◆ INSTRUCTIONS TO FOLLOW
Quote the rows below verbatim, leaving out the pictures.

Start SUPPLIED DATA

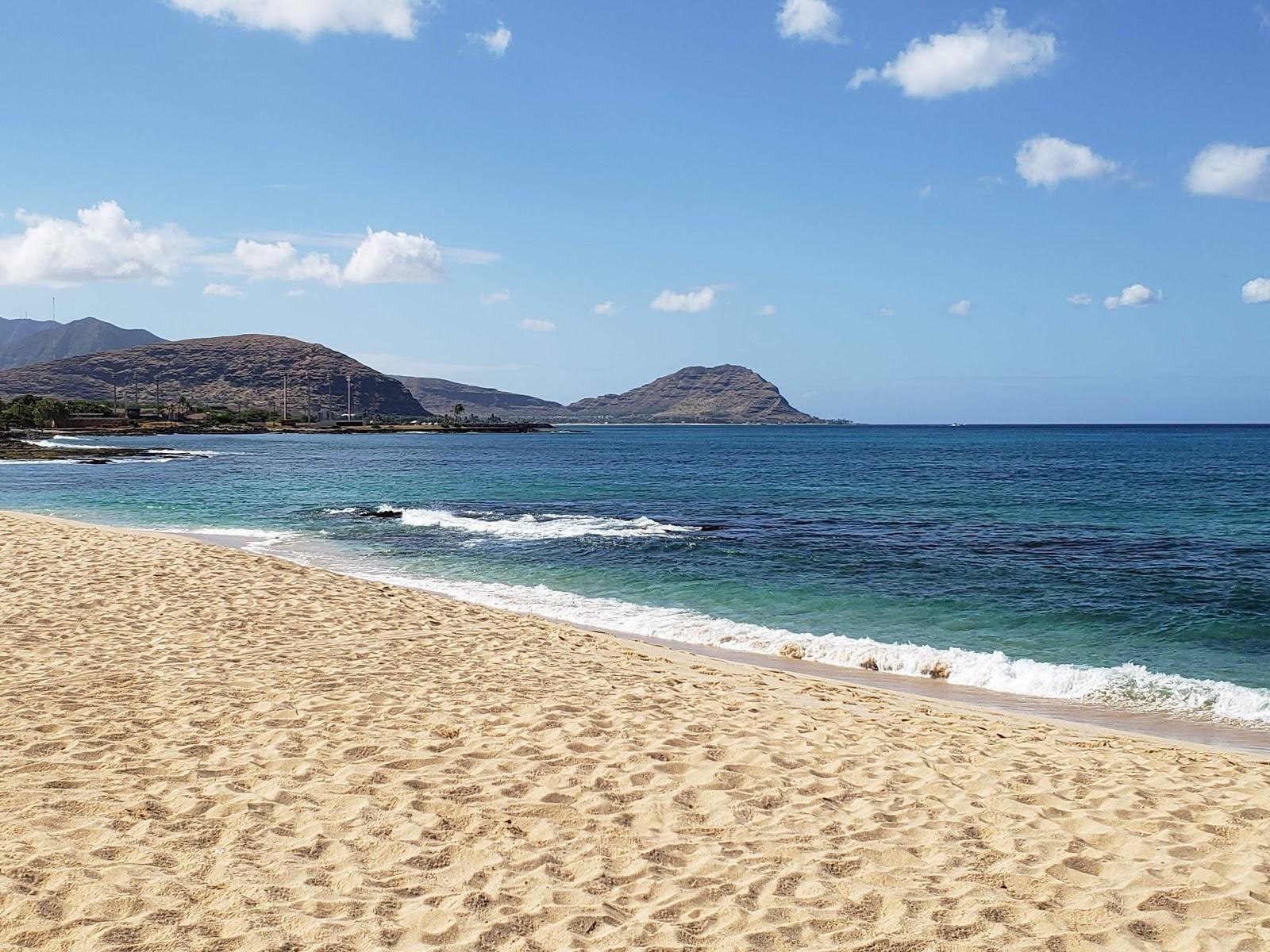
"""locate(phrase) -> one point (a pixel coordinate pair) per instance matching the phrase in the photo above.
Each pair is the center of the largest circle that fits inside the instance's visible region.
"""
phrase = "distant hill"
(238, 371)
(441, 395)
(13, 329)
(724, 393)
(50, 340)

End SUPPLIED DATA

◆ CORRECT RESULT
"""locate(phrase) -> one point (a pixel coordinate pair) per instance matching the phrase in the photo above.
Each pair is the center of the largest circle that fits inside the instance's visible region.
"""
phrase = "distant hill"
(238, 371)
(441, 395)
(13, 329)
(724, 393)
(50, 340)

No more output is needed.